*Record extracts*.

▼

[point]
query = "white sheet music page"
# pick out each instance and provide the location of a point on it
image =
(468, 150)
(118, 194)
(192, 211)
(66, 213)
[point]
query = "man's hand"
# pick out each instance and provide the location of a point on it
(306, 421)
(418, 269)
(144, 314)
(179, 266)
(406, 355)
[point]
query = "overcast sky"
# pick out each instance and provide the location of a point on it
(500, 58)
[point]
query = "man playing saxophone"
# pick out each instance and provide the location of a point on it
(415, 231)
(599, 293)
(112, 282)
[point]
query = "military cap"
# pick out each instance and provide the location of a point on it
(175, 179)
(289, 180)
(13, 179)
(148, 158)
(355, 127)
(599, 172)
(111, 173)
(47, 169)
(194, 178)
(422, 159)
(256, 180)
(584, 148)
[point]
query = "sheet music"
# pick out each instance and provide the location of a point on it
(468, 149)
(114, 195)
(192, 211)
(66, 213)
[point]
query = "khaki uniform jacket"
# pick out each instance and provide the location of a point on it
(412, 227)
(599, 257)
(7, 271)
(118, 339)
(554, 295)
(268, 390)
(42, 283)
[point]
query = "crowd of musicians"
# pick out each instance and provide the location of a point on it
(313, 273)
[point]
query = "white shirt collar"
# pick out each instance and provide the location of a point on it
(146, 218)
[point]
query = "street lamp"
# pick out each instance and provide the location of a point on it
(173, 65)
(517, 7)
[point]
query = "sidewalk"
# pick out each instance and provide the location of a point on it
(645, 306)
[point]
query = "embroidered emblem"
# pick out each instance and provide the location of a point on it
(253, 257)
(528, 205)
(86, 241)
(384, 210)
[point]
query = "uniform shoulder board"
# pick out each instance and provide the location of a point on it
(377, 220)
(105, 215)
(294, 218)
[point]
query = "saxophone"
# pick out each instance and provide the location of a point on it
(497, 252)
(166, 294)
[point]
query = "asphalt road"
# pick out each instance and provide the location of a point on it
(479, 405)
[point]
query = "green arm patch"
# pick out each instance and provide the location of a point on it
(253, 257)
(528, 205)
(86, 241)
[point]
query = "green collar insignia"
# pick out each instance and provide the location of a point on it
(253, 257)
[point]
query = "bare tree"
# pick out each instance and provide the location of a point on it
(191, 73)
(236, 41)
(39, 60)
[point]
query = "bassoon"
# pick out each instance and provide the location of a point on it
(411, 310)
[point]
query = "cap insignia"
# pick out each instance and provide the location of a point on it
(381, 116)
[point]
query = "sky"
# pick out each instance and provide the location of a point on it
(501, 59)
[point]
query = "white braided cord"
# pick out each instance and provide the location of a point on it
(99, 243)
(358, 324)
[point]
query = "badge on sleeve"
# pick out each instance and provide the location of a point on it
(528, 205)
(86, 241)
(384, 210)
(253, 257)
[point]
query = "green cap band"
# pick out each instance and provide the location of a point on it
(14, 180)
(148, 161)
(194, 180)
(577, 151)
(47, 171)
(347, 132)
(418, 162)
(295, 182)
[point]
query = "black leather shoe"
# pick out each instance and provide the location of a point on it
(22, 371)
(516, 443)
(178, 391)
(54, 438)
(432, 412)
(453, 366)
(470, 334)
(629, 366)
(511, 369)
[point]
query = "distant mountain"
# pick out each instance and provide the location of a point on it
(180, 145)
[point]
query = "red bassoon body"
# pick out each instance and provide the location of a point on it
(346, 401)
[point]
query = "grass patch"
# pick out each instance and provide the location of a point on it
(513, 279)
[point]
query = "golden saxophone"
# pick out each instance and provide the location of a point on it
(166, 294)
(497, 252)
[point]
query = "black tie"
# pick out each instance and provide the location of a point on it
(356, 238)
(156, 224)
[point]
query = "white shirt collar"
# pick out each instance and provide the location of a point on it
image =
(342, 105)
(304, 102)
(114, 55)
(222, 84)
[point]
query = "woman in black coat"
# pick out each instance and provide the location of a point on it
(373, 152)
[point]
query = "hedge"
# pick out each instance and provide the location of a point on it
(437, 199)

▲

*Directive*. Nothing in the listing may be changed; retype it all exactly.

*Task solution*.
[point]
query = "white sheet music page"
# pick out each instance and provide the location of a point on it
image =
(468, 150)
(118, 194)
(192, 211)
(66, 213)
[point]
query = "man's hand"
# pick out each instance and provide the location of a point on it
(306, 421)
(418, 269)
(144, 314)
(179, 266)
(406, 355)
[point]
query = "overcast sky"
# pick out each instance and provide the location of a point on it
(500, 58)
[point]
query = "man playing saxophone"
# pick out each instance and provide the location of a point on it
(415, 231)
(599, 293)
(112, 282)
[point]
query = "military cap"
# pick out each instance and provide the location of a point on it
(175, 179)
(289, 180)
(13, 179)
(148, 158)
(355, 127)
(599, 172)
(111, 173)
(47, 169)
(194, 178)
(422, 159)
(256, 180)
(584, 148)
[point]
query = "sheet music"
# pick out each instance and provide the location of a point on it
(468, 149)
(114, 195)
(192, 211)
(66, 213)
[point]
query = "khaki uniform jacket"
# pick out each instance and provide the location of a point on it
(412, 227)
(599, 257)
(7, 271)
(118, 339)
(554, 295)
(268, 390)
(42, 283)
[point]
query = "crowd of musicians"
# pick out each instance and provide the location of a point on it
(313, 273)
[point]
query = "white shirt collar"
# pick out each instance and provide the location of a point on it
(146, 218)
[point]
query = "street lamp"
# pick out each instance and provide the location of a point on it
(173, 65)
(517, 7)
[point]
query = "sidewalk"
# pick out each instance and provide the location of a point on it
(645, 306)
[point]
query = "embroidered emblem"
# pick out each instance and provide the location of a point on it
(253, 257)
(528, 205)
(86, 241)
(384, 210)
[point]
query = "uniform shoulder board"
# pick out each instance and provide the location of a point on it
(377, 220)
(105, 215)
(294, 218)
[point]
query = "saxophone"
# pick out each instance and provide the location of a point on it
(497, 252)
(166, 294)
[point]
query = "asphalt road"
# pick out each instance and provide the location of a point on it
(479, 405)
[point]
query = "green arm patch"
# pick out each instance and provide the location of a point on it
(253, 257)
(528, 205)
(86, 241)
[point]
query = "green collar insignia"
# pick out each instance and provide the location of a point on it
(253, 257)
[point]
query = "bare tree"
# pick out each instance and provide the location of a point on it
(191, 73)
(236, 41)
(39, 60)
[point]
query = "bassoon"
# pick out each instance and provide the location of a point on it
(411, 310)
[point]
query = "cap insignia"
# pick out each instance and provide the location of a point on it
(381, 116)
[point]
query = "sky"
# pick out each instance and provide the location of a point on it
(501, 59)
[point]
query = "white braided cord"
# pick out each instance and provide the location of a point on it
(99, 243)
(358, 324)
[point]
query = "badge on sleeve"
# pick out each instance and provide the location of a point on it
(528, 205)
(86, 241)
(384, 210)
(253, 257)
[point]
query = "green cap band"
# pick out each instance and provide the location of a point on it
(14, 180)
(148, 161)
(194, 180)
(577, 151)
(47, 171)
(347, 132)
(418, 162)
(295, 182)
[point]
query = "black leather shoe"
# pick out each instance and provide the location of a point on it
(22, 371)
(516, 443)
(178, 391)
(54, 438)
(432, 412)
(453, 366)
(470, 334)
(629, 366)
(511, 369)
[point]
query = "distant mountain"
# pick out each instance and provide the location of a point on it
(180, 145)
[point]
query = "red bassoon body"
# pick out each instance and provide the location of a point on it
(346, 401)
[point]
query = "grass patch"
# pick out each instance and provide the location of a point on it
(513, 279)
[point]
query = "golden saxophone"
# pick out each instance and provide the location of a point on it
(166, 294)
(497, 252)
[point]
query = "black tie"
# pick out each instance and provide the location of a point on it
(356, 238)
(156, 224)
[point]
query = "white shirt collar"
# pick out each instance and provide the location of a point on it
image =
(342, 105)
(304, 102)
(114, 55)
(222, 84)
[point]
query = "woman in black coat"
# pick out each instance and provide the location of a point on it
(373, 152)
[point]
query = "hedge"
# pick out each instance and provide the location of a point on it
(437, 199)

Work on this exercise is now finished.